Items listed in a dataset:

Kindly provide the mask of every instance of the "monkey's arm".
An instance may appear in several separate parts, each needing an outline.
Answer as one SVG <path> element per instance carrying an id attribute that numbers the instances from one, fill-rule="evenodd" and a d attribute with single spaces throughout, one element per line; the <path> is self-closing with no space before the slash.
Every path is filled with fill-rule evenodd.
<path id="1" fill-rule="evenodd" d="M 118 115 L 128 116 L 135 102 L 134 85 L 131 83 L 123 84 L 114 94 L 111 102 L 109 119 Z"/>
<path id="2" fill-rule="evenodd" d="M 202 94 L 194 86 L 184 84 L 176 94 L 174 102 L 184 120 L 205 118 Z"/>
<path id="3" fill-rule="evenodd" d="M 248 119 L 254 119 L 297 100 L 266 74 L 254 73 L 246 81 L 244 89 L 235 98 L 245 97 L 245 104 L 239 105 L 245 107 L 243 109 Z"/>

■ TASK REQUIREMENTS: Copy every line of the listing above word for word.

■ THE REPLY:
Kindly provide the mask of every instance of the "monkey's arm".
An instance may appear in several separate parts, each needing an outline.
Answer as one SVG <path> element per instance carrying an id attribute that numbers the instances from one, fill-rule="evenodd" and a d attribute with single spaces throughout, one element per line; the <path> is self-closing with no space before the slash.
Every path is filled with fill-rule evenodd.
<path id="1" fill-rule="evenodd" d="M 118 115 L 128 116 L 135 102 L 134 85 L 131 83 L 123 84 L 114 94 L 111 102 L 109 119 Z"/>
<path id="2" fill-rule="evenodd" d="M 202 94 L 194 86 L 184 84 L 176 94 L 174 102 L 184 120 L 205 118 Z"/>
<path id="3" fill-rule="evenodd" d="M 248 119 L 254 119 L 297 100 L 266 74 L 254 73 L 246 81 L 244 89 L 235 98 L 245 97 L 245 104 L 239 105 L 245 107 L 243 109 Z"/>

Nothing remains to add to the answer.